**Instructions to follow:** The notebook excerpt below estimates building populations in Prague. Explain in one to three sentences why it loads residential buildings with the osmnx library directly.

Data that we need is defined by [`building=residential`](https://wiki.openstreetmap.org/wiki/Tag:building%3Dresidential) tag in OSM.
We will be using `osmnx` library directly to keep all the additional tags (we want to use `building:flats` information).

In [None]:
import osmnx as ox

residential_buildings = ox.features_from_place(query='Praha, CZ', tags={"building": "residential"})
residential_buildings.head()

Parse numer of flats per building to a number (OSM tags values are strings).

In [None]:
def map_flats(flats_value: str) -> int:
    try:
        flats = int(flats_value)
    except:
        flats = 1

    return flats

residential_buildings['flats'] = residential_buildings['building:flats'].apply(map_flats)
residential_buildings = residential_buildings.reset_index()[['osmid', 'geometry', 'flats']]
residential_buildings.geometry = residential_buildings.geometry.apply(lambda geometry: geometry.centroid)

residential_buildings.head()

## Population interpolation

Using cadastral information and exact buildings positions, we will interpolate the population over each building using flats number as a weight.

In [None]:
from tqdm import tqdm

# bsu - basic settlement unit
for bsu in tqdm(cadastral_data.to_dict(orient='records')):
    matching_buildings = residential_buildings[residential_buildings.intersects(bsu['geometry'])]
    total_flats = matching_buildings['flats'].sum()
    for building_index, building_row in matching_buildings.iterrows():
        residential_buildings.loc[building_index, 'population'] = bsu['population'] * (building_row['flats'] / total_flats)
        
residential_buildings.head()

Plotting buildings with population

In [None]:
import matplotlib.pyplot as plt

fig, (ax1, ax2) = plt.subplots(1, 2, figsize=(20,8), dpi=300)
residential_buildings.plot('population', markersize=2, cmap='Spectral', alpha=0.1, ax=ax1)
residential_buildings.cx[14.42:14.47, 50.06:50.085].plot('population', cmap='Spectral', markersize=4, ax=ax2)
_ = ax1.axis('off'), ax2.axis('off'), fig.show()

## Loading data about fast food restaurants

Those features are defined in OSM with [`amenity=fast_food`](https://wiki.openstreetmap.org/wiki/Tag:amenity%3Dfast_food) tag.

In [None]:
pois  = ox.features_from_place(query='Praha, CZ', tags={"amenity": "fast_food"})
pois.head()

From those, we will filter out `KFC` and `McDonald's` to simplify the analysis.

In [None]:
brands = ["KFC", "McDonald's"]

Cafes

In [None]:
# brands = ["Starbucks", "Costa"]
# pois  = ox.features_from_place(query='Praha, CZ', tags={"amenity":"cafe"})
# pois.head()

**Supplied material:**
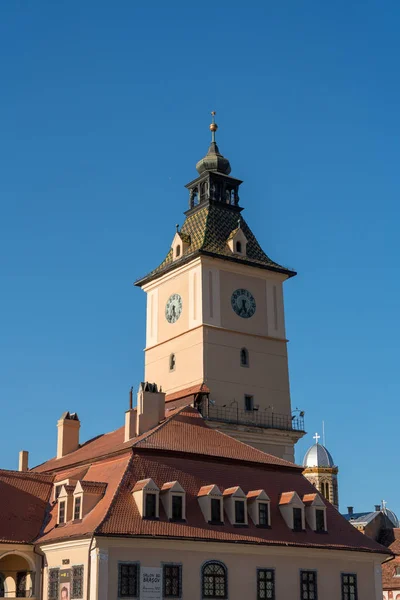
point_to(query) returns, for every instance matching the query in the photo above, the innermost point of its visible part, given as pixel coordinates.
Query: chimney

**Response for this exercise:** The osmnx library is used directly so that all the additional OpenStreetMap tags on the buildings are kept. The tag the analysis specifically needs is `building:flats`, which gives the number of flats in each building.